▶ **Written exercise**
Reproduce all of the data exactly, with no line skipped.

▶ **Data to process**
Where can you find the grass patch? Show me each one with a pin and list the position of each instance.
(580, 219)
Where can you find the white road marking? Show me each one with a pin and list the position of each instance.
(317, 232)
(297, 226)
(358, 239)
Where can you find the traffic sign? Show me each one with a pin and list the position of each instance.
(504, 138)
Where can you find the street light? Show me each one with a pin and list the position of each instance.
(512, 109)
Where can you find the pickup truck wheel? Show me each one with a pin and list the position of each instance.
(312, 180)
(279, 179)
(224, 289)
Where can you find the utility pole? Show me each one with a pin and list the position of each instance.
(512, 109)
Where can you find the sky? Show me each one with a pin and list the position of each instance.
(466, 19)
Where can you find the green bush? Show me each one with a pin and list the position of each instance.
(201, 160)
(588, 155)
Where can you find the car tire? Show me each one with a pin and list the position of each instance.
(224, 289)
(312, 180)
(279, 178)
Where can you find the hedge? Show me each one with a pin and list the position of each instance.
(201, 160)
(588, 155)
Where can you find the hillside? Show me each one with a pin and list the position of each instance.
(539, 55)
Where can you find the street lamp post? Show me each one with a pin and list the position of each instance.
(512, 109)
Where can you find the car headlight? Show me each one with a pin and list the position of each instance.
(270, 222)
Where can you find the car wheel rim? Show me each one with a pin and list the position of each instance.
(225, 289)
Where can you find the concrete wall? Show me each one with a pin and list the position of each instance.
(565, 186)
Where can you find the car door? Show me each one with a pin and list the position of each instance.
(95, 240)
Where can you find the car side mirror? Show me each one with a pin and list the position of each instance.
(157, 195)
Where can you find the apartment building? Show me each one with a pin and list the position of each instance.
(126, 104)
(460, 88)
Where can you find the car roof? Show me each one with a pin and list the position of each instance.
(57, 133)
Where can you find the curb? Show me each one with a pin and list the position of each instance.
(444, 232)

▶ **Full solution**
Where can you find the grass patch? Show me each one with a pin and list the position of each instance.
(580, 219)
Where can you find the white road marking? Show me each one with a pin and list the position of each instance.
(317, 232)
(297, 226)
(358, 239)
Where can you find the traffic sign? Show me each one with a pin and list the position of each instance.
(504, 138)
Where can you find the street light? Show me each one with a pin and list the position of each instance.
(512, 109)
Where can you find the pickup truck wheel? Show me each one with a pin and list the position of each instance.
(312, 180)
(279, 179)
(224, 289)
Where can you find the utility pole? Show me each one with a pin and list the position of each instance.
(512, 109)
Where can you find the sky? Show me each one with a pin and list the position of each instance.
(466, 19)
Where can you find the green bush? Show me each one with a pin and list the position of each instance.
(201, 160)
(588, 155)
Where can you find the car tire? Show me each one with a pin and list the position of each instance.
(224, 289)
(312, 180)
(279, 178)
Where can you find the hedge? Show me each one with a pin and list the position of each instance.
(201, 160)
(588, 155)
Where can you find the hillside? Show me each one with a pin and list the position of each instance.
(539, 55)
Where can you find the street lamp post? Show me each one with a pin and list the position of each instance.
(512, 109)
Where can you find the car headlight? Show me each one with a pin and list the position of each instance.
(270, 222)
Where can you find the car wheel rim? Show me each one with a pin and list the position of each instance.
(225, 289)
Where can you find the concrete wall? Show me each one with a pin and list the position of each instance.
(565, 186)
Where can you find the car door? Show me each one with a pin and list the position of each instance.
(95, 240)
Where can you find the car side mirror? Show me each one with a pin and list the position of each instance.
(157, 195)
Where can you find the apartment building? Show me each one with a pin and list the position of each instance.
(126, 104)
(460, 88)
Where can you find the car roof? Show me each one with a pin and list the position of each instance.
(57, 133)
Where can you find the curb? Show me each one with a pin and list the position of each instance.
(444, 232)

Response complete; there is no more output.